═════ TEXT FOR ANALYSIS ═════
California pulling ’emergency brake’ to slow record surge of COVID cases
California is pulling the “emergency brake” and tightening restrictions for 94 percent of the state’s residents amid a record-breaking increase in coronavirus cases.
Gov. Gavin Newsom (D) on Monday said 41 of the state’s 58 counties will be put into the most restrictive “purple” tier because of widespread virus transmission, effective tomorrow. This means indoor dining, gyms, movie theaters and houses of worship will be closed.
“We are sounding the alarm,” Newsom said in a statement.
Those counties must make changes in the next 24 hours, Newsom said during a press briefing, rather than the three days allowed under the state’s reopening blueprint. Counties will also be moved back after only one week of rising infection spread, rather than two.
Counties will be reassessed multiple times during the course of a week, and they will be unable to move forward until the numbers improve and the state deems it safe. Newsom said the state will no longer wait until each Tuesday to impose new restrictions on counties.
Daily cases have doubled in the state over the last 10 days, the fastest increase California has seen since the beginning of the pandemic.
The state’s positivity rate over the past seven days is 4.6 percent. While much lower than the national average, Newsom said that rate is far too high. Just two weeks ago, the state’s positivity rate was 3.2 percent.
If left unchecked, Newsom said the spread could quickly overwhelm the state’s health care system and lead to “catastrophic outcomes.”
The state became the second in the nation last week to surpass 1 million cases of the virus. The U.S. has now recorded more than 11 million cases.
California is also strengthening its face-covering guidance to require individuals to wear a mask whenever they are outside their home, with limited exceptions.
Newsom said the encouraging news from Moderna and Pfizer about the efficacy of their vaccine candidates means that time is of the essence to make sure case rates don’t continue to rise.
“The bottom line is we are moving from a marathon to a sprint,” Newsom said.
═════ ENTRIES SUPPLIED ═════
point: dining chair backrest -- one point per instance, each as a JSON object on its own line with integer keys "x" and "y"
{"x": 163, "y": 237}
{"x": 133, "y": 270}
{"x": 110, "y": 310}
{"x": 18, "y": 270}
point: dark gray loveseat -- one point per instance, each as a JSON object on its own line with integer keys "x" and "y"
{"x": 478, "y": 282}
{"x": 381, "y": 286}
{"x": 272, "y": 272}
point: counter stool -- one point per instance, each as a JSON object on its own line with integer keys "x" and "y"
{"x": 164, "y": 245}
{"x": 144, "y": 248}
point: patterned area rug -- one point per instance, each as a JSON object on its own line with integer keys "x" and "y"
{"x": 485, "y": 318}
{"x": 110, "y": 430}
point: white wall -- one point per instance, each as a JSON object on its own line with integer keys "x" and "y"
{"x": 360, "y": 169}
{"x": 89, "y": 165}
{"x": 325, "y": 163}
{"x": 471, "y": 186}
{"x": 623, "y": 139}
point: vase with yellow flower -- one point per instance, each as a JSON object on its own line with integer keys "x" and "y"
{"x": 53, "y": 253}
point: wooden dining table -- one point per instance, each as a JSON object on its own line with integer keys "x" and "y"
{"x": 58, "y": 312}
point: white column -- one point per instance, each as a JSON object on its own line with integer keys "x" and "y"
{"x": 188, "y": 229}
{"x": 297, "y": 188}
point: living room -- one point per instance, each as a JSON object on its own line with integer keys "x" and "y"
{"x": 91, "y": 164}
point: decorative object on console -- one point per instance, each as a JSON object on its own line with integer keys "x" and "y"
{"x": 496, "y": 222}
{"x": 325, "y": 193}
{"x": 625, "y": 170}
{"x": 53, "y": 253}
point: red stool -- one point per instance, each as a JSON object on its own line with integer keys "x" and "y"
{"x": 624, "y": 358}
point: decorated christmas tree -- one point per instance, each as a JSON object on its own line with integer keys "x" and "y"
═════
-- REQUIRED TASKS --
- a) Reproduce word for word the part of the article on California's COVID restrictions starting with "If left unchecked, Newsom" and going on through "continue to rise.".
- b) Answer these questions from the article on California's COVID restrictions:
(i) How many of the state's 58 counties are being put into the "purple" tier?
(ii) What is the state's positivity rate over the past seven days?
(iii) How many cases has the U.S. now recorded?
The records have no connection to the text.

-- TASK RESPONSES --
- a)
If left unchecked, Newsom said the spread could quickly overwhelm the state’s health care system and lead to “catastrophic outcomes.”
The state became the second in the nation last week to surpass 1 million cases of the virus. The U.S. has now recorded more than 11 million cases.
California is also strengthening its face-covering guidance to require individuals to wear a mask whenever they are outside their home, with limited exceptions.
Newsom said the encouraging news from Moderna and Pfizer about the efficacy of their vaccine candidates means that time is of the essence to make sure case rates don’t continue to rise.

- b)
(i) 41
(ii) 4.6 percent
(iii) More than 11 million